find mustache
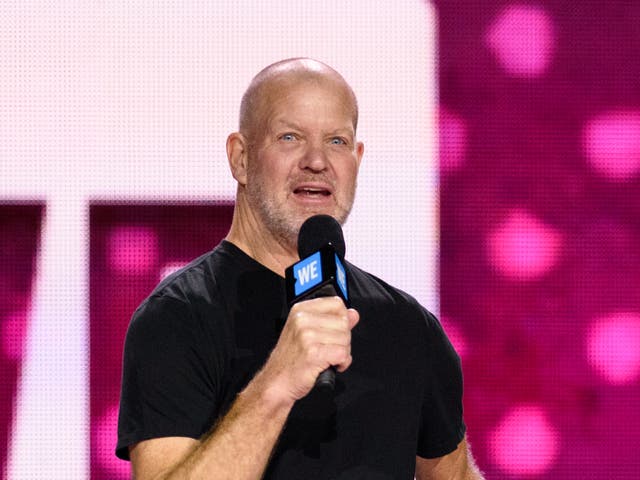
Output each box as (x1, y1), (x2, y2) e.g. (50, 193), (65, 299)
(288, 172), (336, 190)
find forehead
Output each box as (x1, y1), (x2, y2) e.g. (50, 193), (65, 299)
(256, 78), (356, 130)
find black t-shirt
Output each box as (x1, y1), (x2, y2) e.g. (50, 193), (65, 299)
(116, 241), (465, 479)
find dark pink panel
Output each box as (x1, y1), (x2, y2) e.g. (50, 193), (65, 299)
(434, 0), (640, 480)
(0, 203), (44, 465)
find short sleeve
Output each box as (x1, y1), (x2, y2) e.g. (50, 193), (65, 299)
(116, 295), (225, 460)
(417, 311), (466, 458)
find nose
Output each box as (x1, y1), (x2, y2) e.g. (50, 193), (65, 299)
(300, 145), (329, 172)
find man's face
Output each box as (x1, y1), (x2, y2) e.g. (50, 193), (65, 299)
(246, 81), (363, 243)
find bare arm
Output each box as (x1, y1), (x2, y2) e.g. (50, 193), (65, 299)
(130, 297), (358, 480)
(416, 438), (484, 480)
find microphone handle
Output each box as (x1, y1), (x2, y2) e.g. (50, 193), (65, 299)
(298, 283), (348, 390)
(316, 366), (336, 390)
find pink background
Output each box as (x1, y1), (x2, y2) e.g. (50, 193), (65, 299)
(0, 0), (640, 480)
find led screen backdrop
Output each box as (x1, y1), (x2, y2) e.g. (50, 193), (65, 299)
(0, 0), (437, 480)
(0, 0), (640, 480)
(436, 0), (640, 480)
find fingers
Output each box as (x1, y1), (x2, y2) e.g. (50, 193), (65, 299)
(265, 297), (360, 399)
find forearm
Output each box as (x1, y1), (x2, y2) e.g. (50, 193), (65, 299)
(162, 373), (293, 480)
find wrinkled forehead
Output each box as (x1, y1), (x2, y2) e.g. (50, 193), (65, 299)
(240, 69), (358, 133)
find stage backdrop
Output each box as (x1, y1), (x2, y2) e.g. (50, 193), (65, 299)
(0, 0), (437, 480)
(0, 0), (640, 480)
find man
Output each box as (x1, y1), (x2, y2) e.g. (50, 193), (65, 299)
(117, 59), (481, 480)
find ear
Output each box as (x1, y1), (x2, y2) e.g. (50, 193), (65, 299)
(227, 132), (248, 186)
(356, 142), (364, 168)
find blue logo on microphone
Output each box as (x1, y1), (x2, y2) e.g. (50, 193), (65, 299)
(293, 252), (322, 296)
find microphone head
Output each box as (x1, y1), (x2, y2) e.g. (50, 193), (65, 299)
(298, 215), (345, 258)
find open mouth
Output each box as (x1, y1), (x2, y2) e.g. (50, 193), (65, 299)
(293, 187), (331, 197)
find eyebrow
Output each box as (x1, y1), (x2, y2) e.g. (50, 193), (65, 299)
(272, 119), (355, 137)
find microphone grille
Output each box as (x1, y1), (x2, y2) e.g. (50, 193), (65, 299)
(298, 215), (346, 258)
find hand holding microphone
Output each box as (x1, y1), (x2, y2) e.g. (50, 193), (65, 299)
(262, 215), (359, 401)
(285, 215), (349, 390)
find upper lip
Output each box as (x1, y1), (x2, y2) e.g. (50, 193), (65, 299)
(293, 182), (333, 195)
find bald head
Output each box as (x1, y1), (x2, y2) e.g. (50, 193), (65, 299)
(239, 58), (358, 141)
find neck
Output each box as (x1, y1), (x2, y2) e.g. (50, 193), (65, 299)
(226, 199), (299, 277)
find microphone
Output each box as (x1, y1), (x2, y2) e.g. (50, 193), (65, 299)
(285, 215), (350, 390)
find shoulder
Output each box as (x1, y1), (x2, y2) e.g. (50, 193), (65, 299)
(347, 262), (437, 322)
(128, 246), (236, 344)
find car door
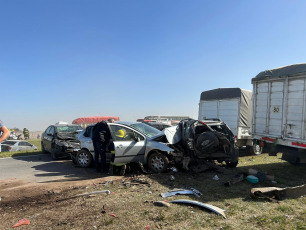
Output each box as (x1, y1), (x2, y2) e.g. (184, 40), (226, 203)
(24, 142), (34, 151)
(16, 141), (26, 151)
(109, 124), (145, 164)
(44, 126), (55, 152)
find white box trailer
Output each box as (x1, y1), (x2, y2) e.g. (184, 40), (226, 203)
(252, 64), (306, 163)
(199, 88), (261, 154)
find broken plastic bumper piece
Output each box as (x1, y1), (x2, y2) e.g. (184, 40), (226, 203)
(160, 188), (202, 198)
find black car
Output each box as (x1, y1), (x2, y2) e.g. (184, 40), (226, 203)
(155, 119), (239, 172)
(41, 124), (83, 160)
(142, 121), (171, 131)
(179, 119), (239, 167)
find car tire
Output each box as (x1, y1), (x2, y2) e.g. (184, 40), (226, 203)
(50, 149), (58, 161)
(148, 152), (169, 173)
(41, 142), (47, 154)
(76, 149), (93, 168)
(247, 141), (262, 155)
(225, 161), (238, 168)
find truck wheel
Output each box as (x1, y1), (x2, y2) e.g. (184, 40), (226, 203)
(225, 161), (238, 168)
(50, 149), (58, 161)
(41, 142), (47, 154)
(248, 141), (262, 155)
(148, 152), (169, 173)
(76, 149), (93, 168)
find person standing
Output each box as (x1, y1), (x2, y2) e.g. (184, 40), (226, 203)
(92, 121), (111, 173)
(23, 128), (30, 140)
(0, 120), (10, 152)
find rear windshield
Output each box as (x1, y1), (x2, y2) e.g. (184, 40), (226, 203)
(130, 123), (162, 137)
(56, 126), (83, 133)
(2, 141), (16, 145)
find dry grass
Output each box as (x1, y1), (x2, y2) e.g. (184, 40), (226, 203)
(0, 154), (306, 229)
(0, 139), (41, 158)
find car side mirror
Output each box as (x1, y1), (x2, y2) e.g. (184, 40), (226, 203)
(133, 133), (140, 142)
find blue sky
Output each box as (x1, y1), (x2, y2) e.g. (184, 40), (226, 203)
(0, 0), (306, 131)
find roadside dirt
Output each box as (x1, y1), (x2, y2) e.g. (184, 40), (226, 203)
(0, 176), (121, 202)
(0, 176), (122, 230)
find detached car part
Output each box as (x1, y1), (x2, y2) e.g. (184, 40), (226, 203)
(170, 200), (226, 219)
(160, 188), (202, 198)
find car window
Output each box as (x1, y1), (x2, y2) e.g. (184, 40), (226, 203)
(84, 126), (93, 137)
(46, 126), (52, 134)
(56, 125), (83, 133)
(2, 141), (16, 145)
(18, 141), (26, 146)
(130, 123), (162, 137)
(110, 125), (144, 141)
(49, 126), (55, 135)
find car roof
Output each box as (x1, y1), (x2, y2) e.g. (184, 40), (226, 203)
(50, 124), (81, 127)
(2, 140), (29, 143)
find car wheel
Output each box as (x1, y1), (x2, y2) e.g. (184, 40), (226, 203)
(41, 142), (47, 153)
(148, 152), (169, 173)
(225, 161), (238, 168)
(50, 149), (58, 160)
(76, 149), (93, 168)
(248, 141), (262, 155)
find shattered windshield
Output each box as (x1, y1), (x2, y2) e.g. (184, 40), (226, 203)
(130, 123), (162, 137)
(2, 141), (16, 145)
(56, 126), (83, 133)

# Do this
Select every line of the items above that contains the string "pink" and copy each one out.

# The response
find dark pink panel
find pink background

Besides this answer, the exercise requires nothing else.